Starting with the line that has "Every instance of the terracotta" in the records below and ending with the line that has "Every instance of the concrete", output those lines exactly and nothing more; omit the pictures.

[[ Data supplied, beginning ]]

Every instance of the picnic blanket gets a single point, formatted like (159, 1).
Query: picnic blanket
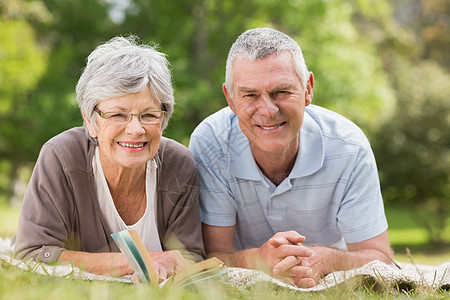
(380, 276)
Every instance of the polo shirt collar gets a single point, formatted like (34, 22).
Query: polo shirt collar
(308, 161)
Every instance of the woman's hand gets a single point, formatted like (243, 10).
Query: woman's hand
(168, 263)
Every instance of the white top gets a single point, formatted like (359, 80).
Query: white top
(145, 226)
(332, 195)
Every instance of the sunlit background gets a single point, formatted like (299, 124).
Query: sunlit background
(383, 64)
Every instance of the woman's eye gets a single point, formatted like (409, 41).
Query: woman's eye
(149, 116)
(118, 116)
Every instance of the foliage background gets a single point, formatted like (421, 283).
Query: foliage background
(384, 64)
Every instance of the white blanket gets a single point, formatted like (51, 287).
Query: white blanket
(378, 275)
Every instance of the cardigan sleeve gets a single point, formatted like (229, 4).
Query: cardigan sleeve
(179, 216)
(45, 218)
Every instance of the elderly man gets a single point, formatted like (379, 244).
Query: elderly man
(285, 186)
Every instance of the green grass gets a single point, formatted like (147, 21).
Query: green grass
(405, 233)
(19, 284)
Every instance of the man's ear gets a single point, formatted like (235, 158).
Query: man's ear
(309, 89)
(228, 97)
(92, 131)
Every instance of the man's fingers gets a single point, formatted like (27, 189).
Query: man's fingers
(293, 250)
(304, 282)
(291, 236)
(278, 241)
(285, 264)
(299, 272)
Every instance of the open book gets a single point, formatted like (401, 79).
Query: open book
(131, 245)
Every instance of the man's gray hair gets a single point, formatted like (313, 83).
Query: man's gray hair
(259, 43)
(120, 67)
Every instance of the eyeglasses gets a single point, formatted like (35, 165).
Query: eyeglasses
(121, 117)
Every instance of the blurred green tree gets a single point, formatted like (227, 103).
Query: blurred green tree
(22, 63)
(414, 147)
(197, 34)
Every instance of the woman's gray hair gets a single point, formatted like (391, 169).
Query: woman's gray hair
(258, 43)
(120, 67)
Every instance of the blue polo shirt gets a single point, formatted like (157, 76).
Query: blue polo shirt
(332, 195)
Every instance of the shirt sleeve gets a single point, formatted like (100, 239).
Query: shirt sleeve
(361, 214)
(217, 204)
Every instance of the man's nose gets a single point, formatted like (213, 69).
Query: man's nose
(267, 107)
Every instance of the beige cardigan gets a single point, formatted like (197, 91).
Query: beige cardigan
(60, 209)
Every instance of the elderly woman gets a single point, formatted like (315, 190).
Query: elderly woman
(116, 173)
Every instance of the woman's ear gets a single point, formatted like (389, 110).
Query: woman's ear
(92, 131)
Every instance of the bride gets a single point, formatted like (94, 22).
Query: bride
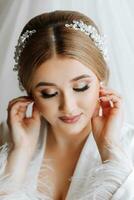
(75, 145)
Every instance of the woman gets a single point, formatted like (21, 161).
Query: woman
(75, 144)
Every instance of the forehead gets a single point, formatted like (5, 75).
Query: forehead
(60, 70)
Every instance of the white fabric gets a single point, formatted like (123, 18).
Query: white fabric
(114, 18)
(92, 179)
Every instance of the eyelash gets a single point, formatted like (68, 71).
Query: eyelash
(45, 95)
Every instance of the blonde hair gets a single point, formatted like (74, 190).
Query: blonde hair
(52, 38)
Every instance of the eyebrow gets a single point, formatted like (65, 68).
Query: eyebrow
(52, 84)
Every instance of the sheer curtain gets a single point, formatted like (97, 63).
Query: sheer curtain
(113, 17)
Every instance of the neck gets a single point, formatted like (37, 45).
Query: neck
(66, 141)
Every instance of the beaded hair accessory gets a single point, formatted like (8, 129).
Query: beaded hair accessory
(99, 41)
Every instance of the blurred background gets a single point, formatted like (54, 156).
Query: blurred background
(115, 18)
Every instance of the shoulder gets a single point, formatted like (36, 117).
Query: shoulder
(4, 133)
(128, 138)
(128, 132)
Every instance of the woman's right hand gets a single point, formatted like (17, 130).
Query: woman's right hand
(24, 130)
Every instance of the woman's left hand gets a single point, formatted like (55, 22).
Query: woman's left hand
(107, 127)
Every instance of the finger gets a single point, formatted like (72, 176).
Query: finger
(113, 100)
(96, 111)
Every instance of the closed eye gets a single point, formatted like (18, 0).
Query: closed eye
(46, 95)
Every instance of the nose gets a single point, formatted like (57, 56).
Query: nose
(68, 104)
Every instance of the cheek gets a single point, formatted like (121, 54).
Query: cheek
(90, 101)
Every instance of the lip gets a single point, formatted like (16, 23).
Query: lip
(72, 119)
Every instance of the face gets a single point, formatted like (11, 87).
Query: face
(65, 87)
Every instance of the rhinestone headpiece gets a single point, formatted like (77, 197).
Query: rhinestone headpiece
(99, 41)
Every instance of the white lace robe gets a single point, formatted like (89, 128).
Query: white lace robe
(92, 178)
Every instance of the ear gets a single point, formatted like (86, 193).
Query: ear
(97, 109)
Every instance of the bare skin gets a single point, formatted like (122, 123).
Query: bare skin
(64, 139)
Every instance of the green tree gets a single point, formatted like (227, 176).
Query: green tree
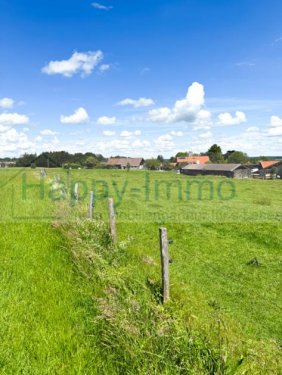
(91, 162)
(215, 154)
(152, 164)
(237, 157)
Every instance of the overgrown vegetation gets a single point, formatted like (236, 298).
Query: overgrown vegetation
(136, 334)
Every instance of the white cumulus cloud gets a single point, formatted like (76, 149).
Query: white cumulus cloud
(189, 110)
(227, 119)
(101, 6)
(137, 103)
(78, 117)
(104, 67)
(275, 128)
(176, 133)
(105, 120)
(108, 133)
(127, 134)
(13, 119)
(6, 103)
(79, 63)
(48, 132)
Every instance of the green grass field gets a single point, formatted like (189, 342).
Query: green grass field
(67, 304)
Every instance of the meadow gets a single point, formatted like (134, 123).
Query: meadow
(71, 302)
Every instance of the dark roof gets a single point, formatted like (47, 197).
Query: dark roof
(133, 162)
(269, 163)
(213, 167)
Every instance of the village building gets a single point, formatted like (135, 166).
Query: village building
(269, 169)
(125, 163)
(193, 159)
(7, 164)
(227, 170)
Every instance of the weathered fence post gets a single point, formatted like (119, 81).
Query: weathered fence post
(165, 263)
(76, 192)
(68, 180)
(112, 220)
(91, 204)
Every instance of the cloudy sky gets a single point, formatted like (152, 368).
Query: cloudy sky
(140, 78)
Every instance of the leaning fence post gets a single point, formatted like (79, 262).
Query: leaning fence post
(76, 192)
(68, 180)
(91, 204)
(112, 220)
(165, 263)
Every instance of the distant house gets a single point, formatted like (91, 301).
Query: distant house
(227, 170)
(193, 159)
(266, 169)
(7, 164)
(126, 163)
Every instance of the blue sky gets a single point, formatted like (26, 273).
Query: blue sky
(140, 78)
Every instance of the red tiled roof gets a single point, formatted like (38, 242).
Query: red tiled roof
(193, 159)
(269, 163)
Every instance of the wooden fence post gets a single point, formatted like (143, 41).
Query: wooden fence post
(91, 204)
(76, 192)
(112, 220)
(165, 263)
(68, 180)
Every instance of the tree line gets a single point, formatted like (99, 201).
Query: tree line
(91, 160)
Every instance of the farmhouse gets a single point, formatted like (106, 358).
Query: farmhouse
(227, 170)
(7, 164)
(193, 159)
(124, 163)
(269, 168)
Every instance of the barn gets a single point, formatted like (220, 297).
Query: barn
(227, 170)
(126, 163)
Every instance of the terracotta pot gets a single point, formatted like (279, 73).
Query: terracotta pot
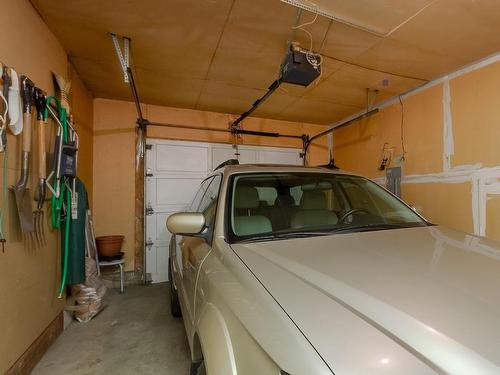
(109, 246)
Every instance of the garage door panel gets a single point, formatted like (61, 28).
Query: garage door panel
(176, 191)
(176, 170)
(291, 157)
(222, 153)
(172, 158)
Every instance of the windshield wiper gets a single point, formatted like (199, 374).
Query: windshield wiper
(283, 236)
(344, 229)
(374, 226)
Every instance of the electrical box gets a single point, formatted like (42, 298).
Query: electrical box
(297, 69)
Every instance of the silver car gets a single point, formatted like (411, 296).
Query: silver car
(300, 271)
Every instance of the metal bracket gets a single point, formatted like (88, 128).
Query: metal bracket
(123, 57)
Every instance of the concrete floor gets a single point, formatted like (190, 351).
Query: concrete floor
(134, 334)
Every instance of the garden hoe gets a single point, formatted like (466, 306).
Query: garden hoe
(20, 189)
(41, 192)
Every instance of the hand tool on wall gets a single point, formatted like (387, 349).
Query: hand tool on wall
(20, 189)
(40, 194)
(15, 106)
(5, 104)
(53, 181)
(3, 141)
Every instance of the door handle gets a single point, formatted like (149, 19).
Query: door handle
(149, 209)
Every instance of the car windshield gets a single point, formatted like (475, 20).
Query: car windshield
(281, 205)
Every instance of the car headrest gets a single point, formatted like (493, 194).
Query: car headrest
(246, 197)
(313, 200)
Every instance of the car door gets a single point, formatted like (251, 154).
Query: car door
(196, 248)
(179, 248)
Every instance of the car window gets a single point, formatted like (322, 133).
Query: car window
(195, 203)
(312, 202)
(208, 203)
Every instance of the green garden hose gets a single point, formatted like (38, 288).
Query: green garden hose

[[ Data supplied, end ]]

Answer to the problem:
Every instance of the terracotta pot gets a single point, formatted like (279, 73).
Query: terracotta pot
(109, 246)
Every instance of the garage door panel gets a single point, formatted like (61, 28).
Query: garage door panel
(176, 191)
(176, 170)
(291, 157)
(222, 153)
(172, 158)
Every instance of the windshield wiper gets a single point, formatted like (199, 374).
Query: windshield wiper
(283, 236)
(344, 229)
(374, 226)
Every instance of the electrical box gets a single point, formatted like (42, 298).
Query: electrical box
(297, 69)
Every instance of the silver car gets a single point, formatted like (411, 296).
Query: silver car
(300, 271)
Every instance of the metal bracket gets a single point, formatted like (88, 128).
Query: metal bracket
(123, 57)
Every instance of the concrete floor gets a single point, formatted like (190, 351).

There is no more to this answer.